**RECORDS FOR THIS TASK**

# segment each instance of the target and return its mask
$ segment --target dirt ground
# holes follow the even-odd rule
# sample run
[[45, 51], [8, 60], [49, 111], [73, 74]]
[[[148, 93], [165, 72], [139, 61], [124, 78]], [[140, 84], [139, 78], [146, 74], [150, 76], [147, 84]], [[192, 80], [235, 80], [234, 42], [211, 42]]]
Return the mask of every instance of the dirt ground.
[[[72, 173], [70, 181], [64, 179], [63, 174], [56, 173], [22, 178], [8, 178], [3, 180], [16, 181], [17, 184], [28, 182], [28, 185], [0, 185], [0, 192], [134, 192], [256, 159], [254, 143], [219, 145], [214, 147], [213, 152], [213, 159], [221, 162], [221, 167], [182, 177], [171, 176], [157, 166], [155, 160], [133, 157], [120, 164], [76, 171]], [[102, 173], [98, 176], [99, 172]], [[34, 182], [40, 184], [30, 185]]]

**THE EXERCISE**
Copy every line of the records above word for word, changing nothing.

**EXPECTED ANSWER**
# segment each instance of the target and return its mask
$ segment --target dirt ground
# holes follow the even-odd rule
# sample run
[[45, 51], [8, 60], [49, 111], [73, 74]]
[[[148, 93], [165, 72], [139, 61], [124, 78]], [[140, 84], [139, 78], [146, 74], [150, 76], [147, 84]], [[192, 80], [235, 80], [234, 42], [211, 42]]]
Return the mask of every instance of the dirt ground.
[[[72, 173], [70, 181], [64, 179], [63, 174], [56, 173], [22, 178], [8, 178], [3, 180], [16, 181], [17, 184], [28, 182], [28, 185], [0, 185], [0, 192], [134, 192], [256, 159], [254, 143], [219, 145], [214, 147], [213, 152], [213, 159], [221, 162], [221, 167], [182, 177], [171, 176], [157, 166], [155, 160], [133, 157], [120, 164], [76, 171]], [[102, 173], [98, 176], [99, 172]], [[34, 182], [40, 184], [30, 185]]]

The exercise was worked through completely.